EXERCISE PROMPT
Your task is to return the line containing "point: red bridge" plus every line after it, exactly and with nothing added.

EXTRACTED DATA
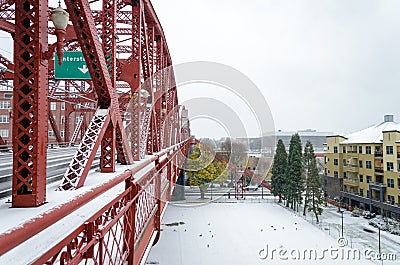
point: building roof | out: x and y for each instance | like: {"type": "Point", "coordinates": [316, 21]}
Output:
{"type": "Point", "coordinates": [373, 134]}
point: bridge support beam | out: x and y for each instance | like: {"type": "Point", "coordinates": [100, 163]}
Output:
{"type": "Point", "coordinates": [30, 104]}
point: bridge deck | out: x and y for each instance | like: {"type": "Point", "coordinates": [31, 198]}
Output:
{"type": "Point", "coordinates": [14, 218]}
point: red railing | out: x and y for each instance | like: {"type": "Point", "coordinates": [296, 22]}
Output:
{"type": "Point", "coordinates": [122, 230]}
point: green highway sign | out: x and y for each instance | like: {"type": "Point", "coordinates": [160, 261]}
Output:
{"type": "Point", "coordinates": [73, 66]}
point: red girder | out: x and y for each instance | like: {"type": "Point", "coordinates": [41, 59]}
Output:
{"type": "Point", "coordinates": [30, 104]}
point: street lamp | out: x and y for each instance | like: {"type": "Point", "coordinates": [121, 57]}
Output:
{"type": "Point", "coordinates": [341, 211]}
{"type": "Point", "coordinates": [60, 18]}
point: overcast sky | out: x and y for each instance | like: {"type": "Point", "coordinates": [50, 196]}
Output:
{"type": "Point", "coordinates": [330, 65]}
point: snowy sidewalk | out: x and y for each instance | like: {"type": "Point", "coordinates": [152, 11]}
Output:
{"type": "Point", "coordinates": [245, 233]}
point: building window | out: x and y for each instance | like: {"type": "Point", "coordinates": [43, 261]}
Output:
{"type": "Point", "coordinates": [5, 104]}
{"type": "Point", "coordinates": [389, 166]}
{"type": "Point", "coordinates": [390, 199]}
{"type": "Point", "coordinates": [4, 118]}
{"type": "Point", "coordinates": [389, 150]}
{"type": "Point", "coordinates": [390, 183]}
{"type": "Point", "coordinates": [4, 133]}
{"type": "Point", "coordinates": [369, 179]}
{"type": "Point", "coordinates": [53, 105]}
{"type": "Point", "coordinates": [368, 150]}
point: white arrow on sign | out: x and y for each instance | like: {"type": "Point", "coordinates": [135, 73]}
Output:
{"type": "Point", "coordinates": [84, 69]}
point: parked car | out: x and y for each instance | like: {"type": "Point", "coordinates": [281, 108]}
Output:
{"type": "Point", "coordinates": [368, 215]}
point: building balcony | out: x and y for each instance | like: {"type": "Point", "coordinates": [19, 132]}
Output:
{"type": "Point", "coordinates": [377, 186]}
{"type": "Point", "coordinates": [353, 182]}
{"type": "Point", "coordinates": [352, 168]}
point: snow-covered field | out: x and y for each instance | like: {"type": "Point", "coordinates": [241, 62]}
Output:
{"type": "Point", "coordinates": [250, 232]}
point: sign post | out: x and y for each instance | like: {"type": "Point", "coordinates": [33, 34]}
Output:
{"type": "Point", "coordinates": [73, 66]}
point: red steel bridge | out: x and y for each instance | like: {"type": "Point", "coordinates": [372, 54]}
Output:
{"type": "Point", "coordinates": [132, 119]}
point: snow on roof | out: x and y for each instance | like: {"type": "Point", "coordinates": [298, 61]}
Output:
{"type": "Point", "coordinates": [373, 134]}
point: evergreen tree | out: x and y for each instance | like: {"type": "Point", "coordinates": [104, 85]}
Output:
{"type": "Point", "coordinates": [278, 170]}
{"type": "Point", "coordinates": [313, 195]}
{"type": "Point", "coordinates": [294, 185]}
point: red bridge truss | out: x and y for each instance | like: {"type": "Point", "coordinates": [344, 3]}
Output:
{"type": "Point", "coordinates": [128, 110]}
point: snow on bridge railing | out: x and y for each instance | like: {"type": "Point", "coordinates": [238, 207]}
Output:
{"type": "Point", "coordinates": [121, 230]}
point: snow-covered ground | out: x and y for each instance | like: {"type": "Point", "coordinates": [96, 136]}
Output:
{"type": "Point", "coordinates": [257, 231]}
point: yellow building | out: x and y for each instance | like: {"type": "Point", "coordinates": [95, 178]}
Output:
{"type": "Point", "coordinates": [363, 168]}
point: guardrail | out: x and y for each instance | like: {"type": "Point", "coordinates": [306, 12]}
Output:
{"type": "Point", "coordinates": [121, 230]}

ANSWER TO THE PROBLEM
point: red bridge truss | out: x and y for each instance | like: {"type": "Point", "coordinates": [344, 3]}
Output:
{"type": "Point", "coordinates": [128, 110]}
point: snow on bridge railing | out: x and y for each instance | like: {"type": "Point", "coordinates": [238, 207]}
Output:
{"type": "Point", "coordinates": [121, 230]}
point: snow-covered ground | out: x and y for each instance | like: {"type": "Point", "coordinates": [96, 136]}
Output:
{"type": "Point", "coordinates": [257, 231]}
point: yellow building | out: x and y for each instance | like: {"type": "Point", "coordinates": [95, 178]}
Output:
{"type": "Point", "coordinates": [363, 168]}
point: guardrail | out: x and y for each instance | like: {"type": "Point", "coordinates": [306, 12]}
Output:
{"type": "Point", "coordinates": [121, 230]}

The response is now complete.